▶ What is being asked:
Each record is to be reproduced verbatim.
--- Data listing Enclosed Below ---
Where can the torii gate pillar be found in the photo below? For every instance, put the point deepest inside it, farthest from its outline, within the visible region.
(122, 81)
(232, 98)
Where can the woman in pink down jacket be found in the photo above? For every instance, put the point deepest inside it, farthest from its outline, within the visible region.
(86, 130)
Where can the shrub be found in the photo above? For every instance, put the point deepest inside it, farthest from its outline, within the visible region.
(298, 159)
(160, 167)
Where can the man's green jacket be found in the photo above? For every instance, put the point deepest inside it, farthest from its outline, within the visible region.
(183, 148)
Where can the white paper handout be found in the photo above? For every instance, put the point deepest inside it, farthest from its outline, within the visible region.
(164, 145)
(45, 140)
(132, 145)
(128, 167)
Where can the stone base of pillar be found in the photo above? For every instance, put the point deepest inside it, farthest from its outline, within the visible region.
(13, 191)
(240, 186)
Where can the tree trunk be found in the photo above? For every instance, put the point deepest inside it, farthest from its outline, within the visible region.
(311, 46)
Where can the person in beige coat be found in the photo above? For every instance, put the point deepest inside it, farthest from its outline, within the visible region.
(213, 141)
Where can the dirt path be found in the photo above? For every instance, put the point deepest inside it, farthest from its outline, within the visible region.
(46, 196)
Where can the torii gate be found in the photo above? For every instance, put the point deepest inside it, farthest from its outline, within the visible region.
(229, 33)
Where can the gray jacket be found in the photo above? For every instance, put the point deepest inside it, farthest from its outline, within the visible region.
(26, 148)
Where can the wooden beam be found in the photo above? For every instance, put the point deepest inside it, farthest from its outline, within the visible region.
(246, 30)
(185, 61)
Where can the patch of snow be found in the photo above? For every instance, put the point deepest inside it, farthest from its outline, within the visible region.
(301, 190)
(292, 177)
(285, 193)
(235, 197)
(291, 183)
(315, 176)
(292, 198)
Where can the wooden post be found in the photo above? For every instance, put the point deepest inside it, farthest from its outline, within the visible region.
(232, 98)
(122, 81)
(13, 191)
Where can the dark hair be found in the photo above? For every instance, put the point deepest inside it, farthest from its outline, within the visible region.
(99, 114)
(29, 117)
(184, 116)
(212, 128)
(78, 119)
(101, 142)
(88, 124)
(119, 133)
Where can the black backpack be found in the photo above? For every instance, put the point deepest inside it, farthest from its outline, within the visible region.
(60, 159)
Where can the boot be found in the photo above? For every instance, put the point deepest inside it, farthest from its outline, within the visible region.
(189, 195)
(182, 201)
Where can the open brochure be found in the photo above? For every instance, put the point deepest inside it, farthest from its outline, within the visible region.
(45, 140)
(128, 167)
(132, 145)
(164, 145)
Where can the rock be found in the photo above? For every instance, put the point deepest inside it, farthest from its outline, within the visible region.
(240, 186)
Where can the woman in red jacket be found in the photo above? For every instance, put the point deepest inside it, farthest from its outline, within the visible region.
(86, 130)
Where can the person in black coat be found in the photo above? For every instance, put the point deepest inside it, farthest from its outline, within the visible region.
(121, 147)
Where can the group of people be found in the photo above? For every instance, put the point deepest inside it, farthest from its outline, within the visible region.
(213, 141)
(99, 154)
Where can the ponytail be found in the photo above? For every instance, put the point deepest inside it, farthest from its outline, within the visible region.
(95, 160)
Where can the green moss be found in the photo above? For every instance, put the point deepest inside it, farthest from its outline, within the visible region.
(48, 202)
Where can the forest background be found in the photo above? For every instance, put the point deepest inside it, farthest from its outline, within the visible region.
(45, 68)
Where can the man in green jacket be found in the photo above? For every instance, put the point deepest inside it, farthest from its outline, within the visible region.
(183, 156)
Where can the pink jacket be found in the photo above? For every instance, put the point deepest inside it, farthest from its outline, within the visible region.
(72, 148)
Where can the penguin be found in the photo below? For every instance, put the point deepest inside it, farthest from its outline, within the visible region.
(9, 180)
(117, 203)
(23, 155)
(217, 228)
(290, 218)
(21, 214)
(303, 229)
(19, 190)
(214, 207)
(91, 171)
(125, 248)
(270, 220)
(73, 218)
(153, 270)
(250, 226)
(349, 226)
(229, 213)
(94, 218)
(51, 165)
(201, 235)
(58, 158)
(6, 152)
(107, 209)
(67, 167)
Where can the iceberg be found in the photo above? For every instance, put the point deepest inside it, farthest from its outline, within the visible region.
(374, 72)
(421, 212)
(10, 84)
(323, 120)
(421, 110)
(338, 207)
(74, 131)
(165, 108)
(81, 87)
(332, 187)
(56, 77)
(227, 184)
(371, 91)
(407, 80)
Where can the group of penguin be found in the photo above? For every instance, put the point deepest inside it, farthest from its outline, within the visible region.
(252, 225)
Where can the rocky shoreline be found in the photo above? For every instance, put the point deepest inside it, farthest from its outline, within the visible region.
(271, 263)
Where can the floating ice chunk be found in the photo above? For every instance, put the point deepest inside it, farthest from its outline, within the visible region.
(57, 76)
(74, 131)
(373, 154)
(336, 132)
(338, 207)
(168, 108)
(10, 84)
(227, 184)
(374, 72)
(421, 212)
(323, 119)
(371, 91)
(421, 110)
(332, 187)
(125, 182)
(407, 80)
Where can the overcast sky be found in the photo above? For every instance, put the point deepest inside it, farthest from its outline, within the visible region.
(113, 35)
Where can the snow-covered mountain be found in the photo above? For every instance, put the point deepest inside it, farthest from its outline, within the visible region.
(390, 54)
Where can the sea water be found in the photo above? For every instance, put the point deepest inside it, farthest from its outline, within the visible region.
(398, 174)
--- End of Enclosed Data listing ---
▶ Exercise output:
Where can the torii gate pillar be found in the photo below? For every instance, put the point deepest inside it, farthest from its outline, within the visible region.
(122, 81)
(232, 98)
Where can the woman in pink down jacket be found in the photo above? For every instance, put the point deepest inside it, farthest from its outline, within the visible region.
(86, 130)
Where can the shrub be found in the photo above? For every instance, put the point deepest inside it, farthest from its outline, within the visible region.
(298, 159)
(160, 167)
Where can the man's green jacket be found in the photo above? For every instance, put the point deepest inside it, farthest from its outline, within the visible region.
(183, 148)
Where can the white paper handout be found in the photo above? For every instance, put the point deepest inside it, farthest from its outline, within the visible region.
(164, 145)
(45, 140)
(132, 145)
(128, 167)
Where can the stone base of pillar be found in the photo above? For every instance, put the point deepest inside it, farthest from its outline, within the visible region.
(13, 191)
(240, 186)
Where can the tree trunk be found in the photo above? For every instance, put the point deepest inside it, farthest from its outline, within the visible region.
(311, 46)
Where can the person in beige coat be found in the photo above? For every instance, put the point deepest inside it, farthest from its outline, within the visible region.
(213, 141)
Where can the dirt path be found in the photo above? For every instance, put the point deepest inside it, farthest from its outline, within the visible region.
(46, 196)
Where can the torii gate be found in the photo above? For every instance, put the point deepest inside it, farthest from its outline, within the visible region.
(229, 33)
Where can the gray jacket be found in the photo above? For every instance, put the point deepest inside it, farthest from its outline, within the visible region.
(26, 148)
Where can the wooden beam be found in the photo above? For every instance, put the point deepest inside it, farthest from its outline, within the visible region.
(246, 30)
(185, 61)
Where can the patch of snow be found in the photo above? For every instance, put the point deepest inside it, farthest from its outline, within the visible region.
(301, 190)
(292, 177)
(285, 193)
(235, 197)
(291, 183)
(315, 176)
(292, 198)
Where can the wooden post be found in the photo above? For every instance, put the point deepest inside it, farthest from its outline, within the visible region.
(232, 98)
(122, 81)
(13, 191)
Where can the dark hair be found in the photo above? For every instance, put the point deepest inside it, farthest from its outline, within the visible region.
(99, 114)
(29, 117)
(184, 116)
(212, 128)
(78, 119)
(101, 142)
(88, 124)
(119, 133)
Where can the black backpack be found in the photo above? For every instance, put the point deepest inside it, farthest from its outline, within the visible region.
(60, 159)
Where can the boot be found in the photo above? For every instance, put the point deepest inside it, farthest from its outline, within the visible region.
(189, 195)
(182, 201)
Where can the open brochure be found in the photo above? For every instance, put the point deepest inside it, farthest from its outline, within the visible region.
(45, 140)
(128, 167)
(132, 145)
(164, 145)
Where can the rock be found in the photo above? For every instance, put the point deepest inside it, farthest from its outline, within the visible region.
(240, 186)
Where can the woman in red jacket be found in the photo above? For every instance, put the point deepest inside it, farthest from its outline, within the visible region.
(86, 130)
Where can the person in black coat be found in the photo above? For every instance, put the point deepest inside it, farthest from its outline, within the visible region.
(121, 147)
Where can the group of people be found in the photo above? For every instance, put the point deepest inside it, farthest from its outline, within the visible region.
(213, 141)
(99, 154)
Where can the ponytail be found in the photo above? For every instance, put the point deepest inside it, farthest from its outline, within the visible region.
(95, 160)
Where can the green moss be found in the photo above? For every instance, put the point deepest inside it, farthest from its outline, within the visible region.
(48, 202)
Where can the forest background be found in the photo above? For every instance, put the point deepest inside it, farthest from its outline, within the visible region.
(45, 68)
Where can the man in green jacket be found in the photo above? For every instance, put the point deepest inside it, farthest from its outline, within the visible region.
(183, 156)
Where can the pink jacket be found in the photo above? For every instance, put the point deepest inside it, farthest from its outline, within the visible region.
(72, 148)
Where can the penguin be found in the photo below? For every instance, put the point deepest inside it, farthest from its outline, within the visible region.
(9, 180)
(117, 203)
(23, 155)
(217, 228)
(290, 218)
(21, 214)
(303, 229)
(19, 190)
(214, 207)
(91, 171)
(125, 248)
(270, 220)
(73, 218)
(153, 270)
(250, 226)
(349, 226)
(229, 213)
(94, 218)
(51, 165)
(201, 235)
(58, 158)
(6, 152)
(107, 209)
(67, 167)
Where can the iceberg be found in the photo above? For every instance, put the point deepest inside it, farthest from its outline, within the visible region.
(374, 72)
(421, 212)
(10, 84)
(323, 120)
(421, 110)
(338, 207)
(74, 131)
(165, 108)
(81, 87)
(332, 187)
(56, 77)
(227, 184)
(371, 91)
(407, 80)
Where can the group of penguin be found in the photo above? For every instance, put the point deepest inside it, farthest from its outline, within the visible region.
(252, 225)
Where can the rocky shoreline be found in the photo above? For every instance, put the point deepest inside it, farthest from its outline, within the visible region.
(271, 263)
Where can the floating ice chunk be found in the photo above? For every instance, put the point deepest inside it, farthest from its outline, within the visible region.
(57, 76)
(74, 131)
(373, 154)
(336, 132)
(338, 207)
(168, 108)
(10, 84)
(227, 184)
(374, 72)
(421, 212)
(323, 119)
(371, 91)
(421, 110)
(332, 187)
(125, 182)
(407, 80)
Where can the overcast sky be found in the photo above? For every instance, put the point deepest inside it, farthest from its outline, within the visible region.
(113, 35)
Where can the snow-covered mountain be found in the photo above? For every instance, put the point deepest inside it, farthest from its outline, within the visible region.
(390, 54)
Where can the sea water be found in the photo above? For every instance, put the point deepest inside it, farthest from its outline, within the visible region.
(398, 174)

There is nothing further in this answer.